* Tasks *
A: Could you reproduce the Berlinale text between "The film consists" and "iceberg of ignorance.", inclusive?
B: Which sources does the Berlinale text name as better for coverage of the whole festival?
C: Would you continue the Berlinale text from the point where it stops?

--- start Quoted passage ---

Now, for coverage of the whole Berlinale festival, there are certainly better sources around, whether Screen international, which issues a daily magazine distributed in the festival area, with info focused on market interests, the Berlinale festival’s press releases or, this guy on Indiewire – who seems to give a pretty thorough all-in-all review of the 60th anniversary festival.

Festival anxieties

Let’s start out with the obvious: this is a great festival. It’s huge, the program is outdone only by the number of participants – the city seems to be craving for cinema at this time of the year, every single time. They claim to sell 200 thousand tickets anually, and when you see the cue at the ticket booths or the crowds coming and going in the U-bahn, that seems believable. The pleasure of sinking into a cinema, day after day, one, two or three films per day, with the press pass privilege of feeling free to leave if the film is terrible and just go to that other screening next doors, is complete. The greatness of such a great festival comes with its cons, of course, one of which is the anxiety of never having real overview, never knowing if you are really optimizing your festival experience, if you are really seeing those films that you would most like to see, and not missing out on a whole ten day program in the next screening room, that would have blown your mind more than the ones you actually saw etc. – I don’t even dare thinking of the anxiety of those who are here for the parties and networking, but it is visible in some of the faces you meet.

To be sure, this festival is a Hollywood thing, not in the sense of the films themselves, but in the social sense: hundreds of young people volunteer at the festival, working in the wardrobe or ticket sales, taking care of visitors etc. without wages – such organization is possible only wherever there is prestige and social capital to be made. Glitz. Probably all of the major festivals are like this, probably the festival route is a travelling Hollywood attracting hopeful talent (oh, which reminds me:)

Revolution? What revolution?

This aspect of the festival, its purely capital side, is underlined in many ways. Of course, it is not merely a festival in the same sense as a literary festival, it is also a marketplace, the equivalent of Frankfurt’s annual bookfair. Every event that involves something more than just seeing a film is tinted by this, sometimes in quite intolerable ways. For example, I have not yet seen a presenter or a moderator capable of asking the filmmakers interesting questions – not once. By far the harshest example yet was during a panel held with ten Mexican directors who collaborated on the film Revolution, to commemorate the Mexican revolution’s 100th anniversary.

The film consists of ten short films, where each director investigates what the revolution means for him or her today. To the project’s merit, two of the ten directors are women, which is certainly not revolutionary, but a considerably higher proportion than the female 5% of Mexican working directors. To the panel’s ridicule, however, the moderator, Mike Goodridge, editor of Screen International, forgot to ask one of the women any question at all, until an hour and a half had already passed and the audience had already been given a microphone. This failure of even acknowledging a female director’s existence was only the top of the moderator’s iceberg of ignorance.

--- end Quoted passage ---
--- start Record extracts ---

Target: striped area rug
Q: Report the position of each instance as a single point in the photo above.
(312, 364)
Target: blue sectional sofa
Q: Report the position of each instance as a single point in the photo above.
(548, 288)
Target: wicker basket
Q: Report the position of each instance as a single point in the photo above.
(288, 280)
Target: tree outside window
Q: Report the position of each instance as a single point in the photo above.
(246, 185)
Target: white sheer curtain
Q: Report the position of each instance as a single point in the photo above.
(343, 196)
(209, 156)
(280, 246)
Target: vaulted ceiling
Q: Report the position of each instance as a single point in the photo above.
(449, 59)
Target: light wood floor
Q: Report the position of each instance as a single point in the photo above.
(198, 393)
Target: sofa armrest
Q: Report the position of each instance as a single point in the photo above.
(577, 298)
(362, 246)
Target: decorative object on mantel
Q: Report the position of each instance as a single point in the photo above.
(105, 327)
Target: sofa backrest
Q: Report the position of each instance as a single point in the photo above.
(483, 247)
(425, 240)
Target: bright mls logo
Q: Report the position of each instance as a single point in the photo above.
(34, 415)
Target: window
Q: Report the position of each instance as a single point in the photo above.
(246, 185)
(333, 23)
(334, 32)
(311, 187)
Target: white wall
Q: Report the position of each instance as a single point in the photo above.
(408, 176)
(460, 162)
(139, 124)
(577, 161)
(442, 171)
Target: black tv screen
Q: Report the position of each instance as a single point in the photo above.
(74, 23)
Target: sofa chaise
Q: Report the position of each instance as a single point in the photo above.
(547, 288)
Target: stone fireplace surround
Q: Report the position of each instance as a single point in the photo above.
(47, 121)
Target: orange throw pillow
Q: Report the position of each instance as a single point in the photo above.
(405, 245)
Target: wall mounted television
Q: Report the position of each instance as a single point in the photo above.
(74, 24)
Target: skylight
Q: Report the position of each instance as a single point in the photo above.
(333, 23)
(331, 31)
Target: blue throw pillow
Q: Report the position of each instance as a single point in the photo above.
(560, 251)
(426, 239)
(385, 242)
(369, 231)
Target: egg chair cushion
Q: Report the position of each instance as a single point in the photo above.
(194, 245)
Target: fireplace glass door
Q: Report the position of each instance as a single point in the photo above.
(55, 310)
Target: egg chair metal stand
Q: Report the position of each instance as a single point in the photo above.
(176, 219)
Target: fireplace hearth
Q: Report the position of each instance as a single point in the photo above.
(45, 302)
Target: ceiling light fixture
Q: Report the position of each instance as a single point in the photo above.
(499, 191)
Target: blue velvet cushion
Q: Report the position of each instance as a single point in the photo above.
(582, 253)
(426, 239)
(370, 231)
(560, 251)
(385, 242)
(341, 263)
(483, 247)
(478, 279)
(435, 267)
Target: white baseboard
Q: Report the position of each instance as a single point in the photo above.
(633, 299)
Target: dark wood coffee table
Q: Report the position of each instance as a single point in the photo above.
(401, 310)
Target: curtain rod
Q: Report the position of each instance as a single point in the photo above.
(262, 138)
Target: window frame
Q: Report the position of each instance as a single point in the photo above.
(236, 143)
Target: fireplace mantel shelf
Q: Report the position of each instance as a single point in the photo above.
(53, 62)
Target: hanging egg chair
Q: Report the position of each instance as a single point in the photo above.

--- end Record extracts ---
--- start Record extracts ---

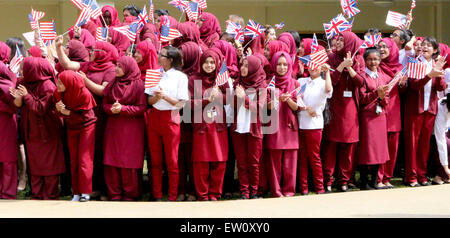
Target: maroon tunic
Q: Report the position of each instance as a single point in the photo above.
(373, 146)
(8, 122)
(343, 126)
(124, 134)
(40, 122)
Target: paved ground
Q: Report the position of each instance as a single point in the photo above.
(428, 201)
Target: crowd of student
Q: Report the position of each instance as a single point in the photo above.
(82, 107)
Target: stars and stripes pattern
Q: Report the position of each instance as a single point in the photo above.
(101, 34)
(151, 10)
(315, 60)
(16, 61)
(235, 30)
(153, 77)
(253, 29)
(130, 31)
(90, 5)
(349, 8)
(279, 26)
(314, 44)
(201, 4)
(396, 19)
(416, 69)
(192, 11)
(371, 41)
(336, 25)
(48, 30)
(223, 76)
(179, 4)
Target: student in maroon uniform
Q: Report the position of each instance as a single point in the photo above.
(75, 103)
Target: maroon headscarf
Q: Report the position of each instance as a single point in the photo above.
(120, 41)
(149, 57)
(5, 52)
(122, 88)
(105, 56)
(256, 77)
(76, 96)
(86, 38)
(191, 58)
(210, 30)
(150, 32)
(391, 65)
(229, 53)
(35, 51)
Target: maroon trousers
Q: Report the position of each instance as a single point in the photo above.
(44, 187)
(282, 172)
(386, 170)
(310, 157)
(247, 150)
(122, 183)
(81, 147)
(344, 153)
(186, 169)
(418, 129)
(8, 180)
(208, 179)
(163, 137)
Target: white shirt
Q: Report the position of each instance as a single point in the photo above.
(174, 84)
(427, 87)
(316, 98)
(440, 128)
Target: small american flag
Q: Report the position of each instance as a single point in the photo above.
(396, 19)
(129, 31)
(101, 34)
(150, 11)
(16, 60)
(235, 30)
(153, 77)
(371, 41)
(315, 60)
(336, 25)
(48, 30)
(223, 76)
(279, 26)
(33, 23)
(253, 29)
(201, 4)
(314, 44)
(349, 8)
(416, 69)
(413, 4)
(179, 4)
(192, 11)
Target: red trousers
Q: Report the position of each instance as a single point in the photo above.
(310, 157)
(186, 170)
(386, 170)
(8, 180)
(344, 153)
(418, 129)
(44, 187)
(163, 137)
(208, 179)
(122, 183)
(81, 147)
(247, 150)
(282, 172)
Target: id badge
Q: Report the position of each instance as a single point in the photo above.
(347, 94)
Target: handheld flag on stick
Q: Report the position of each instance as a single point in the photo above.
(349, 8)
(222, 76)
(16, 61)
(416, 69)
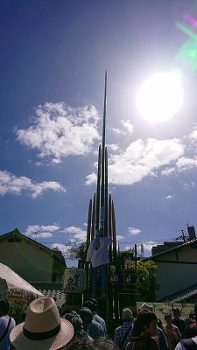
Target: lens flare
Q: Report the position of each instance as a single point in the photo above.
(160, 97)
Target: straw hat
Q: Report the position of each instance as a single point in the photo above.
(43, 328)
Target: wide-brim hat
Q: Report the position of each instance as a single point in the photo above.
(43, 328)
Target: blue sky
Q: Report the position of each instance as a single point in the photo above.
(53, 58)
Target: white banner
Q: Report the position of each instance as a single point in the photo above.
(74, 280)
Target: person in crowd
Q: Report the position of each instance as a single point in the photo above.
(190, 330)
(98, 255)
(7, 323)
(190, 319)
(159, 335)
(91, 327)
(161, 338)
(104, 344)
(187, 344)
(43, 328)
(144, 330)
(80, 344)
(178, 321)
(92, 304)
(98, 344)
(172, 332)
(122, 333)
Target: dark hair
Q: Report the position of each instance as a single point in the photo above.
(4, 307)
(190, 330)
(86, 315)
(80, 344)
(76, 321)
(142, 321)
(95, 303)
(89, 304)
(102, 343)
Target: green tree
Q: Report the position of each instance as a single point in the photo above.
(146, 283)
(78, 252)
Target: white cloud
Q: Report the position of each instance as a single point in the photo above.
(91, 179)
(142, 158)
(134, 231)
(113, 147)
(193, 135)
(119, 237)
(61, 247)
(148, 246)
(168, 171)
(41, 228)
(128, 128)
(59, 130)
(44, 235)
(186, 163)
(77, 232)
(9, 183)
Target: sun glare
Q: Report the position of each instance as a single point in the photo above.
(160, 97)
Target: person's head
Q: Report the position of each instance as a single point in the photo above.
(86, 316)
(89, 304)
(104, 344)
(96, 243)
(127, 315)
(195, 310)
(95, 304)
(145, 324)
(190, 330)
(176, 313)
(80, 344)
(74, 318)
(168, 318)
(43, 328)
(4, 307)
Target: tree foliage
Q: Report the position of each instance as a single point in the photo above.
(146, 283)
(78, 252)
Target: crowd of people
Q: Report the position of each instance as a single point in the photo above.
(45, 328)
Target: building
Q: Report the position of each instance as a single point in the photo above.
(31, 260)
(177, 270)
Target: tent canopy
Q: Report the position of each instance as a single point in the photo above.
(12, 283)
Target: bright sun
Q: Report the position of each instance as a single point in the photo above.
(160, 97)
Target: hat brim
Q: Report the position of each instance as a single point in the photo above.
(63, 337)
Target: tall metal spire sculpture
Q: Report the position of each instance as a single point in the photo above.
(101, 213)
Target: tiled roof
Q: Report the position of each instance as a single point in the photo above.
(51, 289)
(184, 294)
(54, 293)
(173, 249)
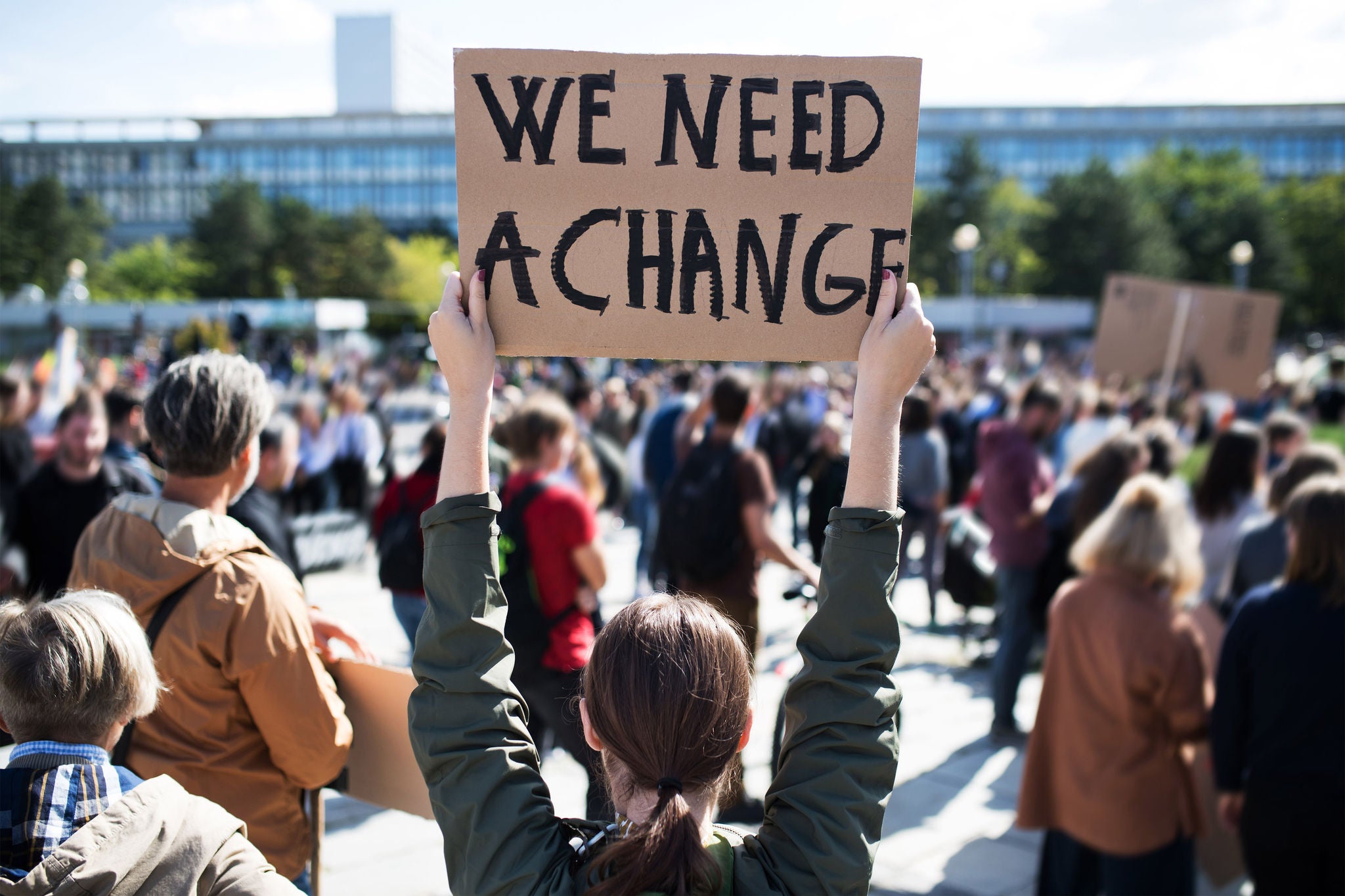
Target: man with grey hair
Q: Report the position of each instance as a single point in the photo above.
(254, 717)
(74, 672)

--- end Record extracts ---
--- start Record extracts ---

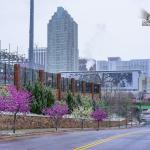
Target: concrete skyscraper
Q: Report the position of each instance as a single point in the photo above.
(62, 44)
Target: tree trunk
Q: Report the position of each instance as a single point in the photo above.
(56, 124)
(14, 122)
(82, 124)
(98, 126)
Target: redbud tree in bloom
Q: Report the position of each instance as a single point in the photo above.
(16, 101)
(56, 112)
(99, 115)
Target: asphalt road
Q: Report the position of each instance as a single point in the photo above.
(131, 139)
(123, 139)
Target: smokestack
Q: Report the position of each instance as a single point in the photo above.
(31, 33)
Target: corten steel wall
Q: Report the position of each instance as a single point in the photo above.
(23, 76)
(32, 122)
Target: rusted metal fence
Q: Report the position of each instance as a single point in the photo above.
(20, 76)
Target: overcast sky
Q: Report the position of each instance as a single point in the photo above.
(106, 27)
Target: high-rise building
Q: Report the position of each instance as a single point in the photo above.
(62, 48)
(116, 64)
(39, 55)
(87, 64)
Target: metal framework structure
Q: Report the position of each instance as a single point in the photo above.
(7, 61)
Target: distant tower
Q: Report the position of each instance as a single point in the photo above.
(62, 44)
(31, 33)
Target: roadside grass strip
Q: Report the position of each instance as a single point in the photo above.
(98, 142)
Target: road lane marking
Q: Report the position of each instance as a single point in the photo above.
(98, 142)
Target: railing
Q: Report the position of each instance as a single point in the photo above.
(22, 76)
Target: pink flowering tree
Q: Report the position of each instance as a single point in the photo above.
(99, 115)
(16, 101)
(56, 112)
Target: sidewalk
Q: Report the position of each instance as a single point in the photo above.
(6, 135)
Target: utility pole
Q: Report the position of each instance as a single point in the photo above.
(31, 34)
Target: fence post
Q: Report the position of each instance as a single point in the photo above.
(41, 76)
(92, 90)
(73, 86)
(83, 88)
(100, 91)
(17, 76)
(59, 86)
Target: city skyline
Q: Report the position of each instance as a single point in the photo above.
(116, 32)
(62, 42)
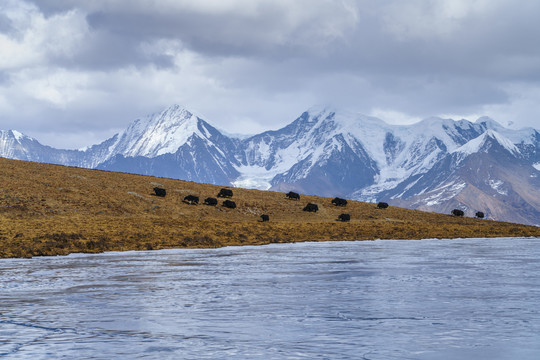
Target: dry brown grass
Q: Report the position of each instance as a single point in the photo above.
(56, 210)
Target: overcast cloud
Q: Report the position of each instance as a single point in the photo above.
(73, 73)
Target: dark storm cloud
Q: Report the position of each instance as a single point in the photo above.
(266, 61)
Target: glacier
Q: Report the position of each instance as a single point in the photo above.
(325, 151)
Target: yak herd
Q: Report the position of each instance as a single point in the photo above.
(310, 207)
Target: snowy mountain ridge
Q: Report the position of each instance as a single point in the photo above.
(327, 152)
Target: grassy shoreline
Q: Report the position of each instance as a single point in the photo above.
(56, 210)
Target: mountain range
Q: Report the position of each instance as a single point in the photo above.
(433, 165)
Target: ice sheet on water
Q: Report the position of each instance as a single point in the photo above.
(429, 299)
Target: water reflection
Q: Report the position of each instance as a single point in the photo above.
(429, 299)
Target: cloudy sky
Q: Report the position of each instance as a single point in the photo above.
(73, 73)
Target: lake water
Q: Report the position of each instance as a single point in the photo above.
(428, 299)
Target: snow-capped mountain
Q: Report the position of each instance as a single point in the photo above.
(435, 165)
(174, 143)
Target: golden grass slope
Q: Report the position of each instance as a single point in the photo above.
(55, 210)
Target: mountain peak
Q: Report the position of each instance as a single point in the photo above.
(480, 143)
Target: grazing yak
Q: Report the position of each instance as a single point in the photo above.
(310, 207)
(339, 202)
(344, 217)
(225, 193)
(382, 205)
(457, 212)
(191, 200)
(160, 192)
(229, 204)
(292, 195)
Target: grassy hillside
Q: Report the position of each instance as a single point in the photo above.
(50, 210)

--- end Record extracts ---

* Answers for the exercise *
A:
The film consists of ten short films, where each director investigates what the revolution means for him or her today. To the project’s merit, two of the ten directors are women, which is certainly not revolutionary, but a considerably higher proportion than the female 5% of Mexican working directors. To the panel’s ridicule, however, the moderator, Mike Goodridge, editor of Screen International, forgot to ask one of the women any question at all, until an hour and a half had already passed and the audience had already been given a microphone. This failure of even acknowledging a female director’s existence was only the top of the moderator’s iceberg of ignorance.

B:
- Screen International, which issues a daily magazine distributed in the festival area
- The Berlinale festival's press releases
- A writer on Indiewire who gives a thorough review of the 60th anniversary festival

C:
First of all, the discussion was held in English. This may seem pretty straight-forward under any circumstances where you want to serve an international audience – but in the case of discussing South America’s social struggles in the year 2010, it is a strange decision, to put it mildly, when the whole continent, not least Mexico, experiences the English-speaking USA as a violently oppressive force. Some of the directors spoke fluent English, such as the beloved Gael Garcia Bernal – others had to really struggle to find their words, or even gave up. Through the years, there has certainly been no lack of capable live translators at such events at the Berlinale or other events in the city – and they certainly are not an expensive extra feature – it just seems that no one thought of this. Actually there even was a translator on stage, but presented rather as an embarrassing backup plan, than part of the program – and so the directors rather stayed in their silence than ask for help.

Second, the moderator was not merely incapable of asking any questions relevant to the film’s theme, meaning or intentions, let alone the contemporary context of the revolution and its heritage – whenever a directed digressed into speaking about the issues involved in the films, he forcefully pushed the conversation back into its place by asking about the practicalities of filmmaking. This became most painful in a sequence of Oscar nominee Carlos Reygadas‘ attempts to actually speak about his contribution to the film in the context of the revolution. I don’t know much about the director, and I suspect that I might dislike most of what he had to say – but to his merit he did try to say something. ‘Many people, he started, in Mexico speak about the corrupt government and bad government etc. – but I want to speak about how things really are, the chemistry of things’ and then he spoke of Mexico’s diverse social and ethnic groups referring to chemistry of metaphors, adding the occasional ‘As I say this is very politically incorrect. I thinks the killings etc. are just a reflection of who we are …’ – and every country gets the government it deserves and so on and so forth – he really got going and captivated the audience by saying something, even if these were reactionary clichés, they were something, and surely called for a response. I think I even saw Gael Bernal sink in his seat under the rant, or perhaps it was just my wishful thinking that someone would address and answer the essentialist – discussion, even heated discussion, was in the air.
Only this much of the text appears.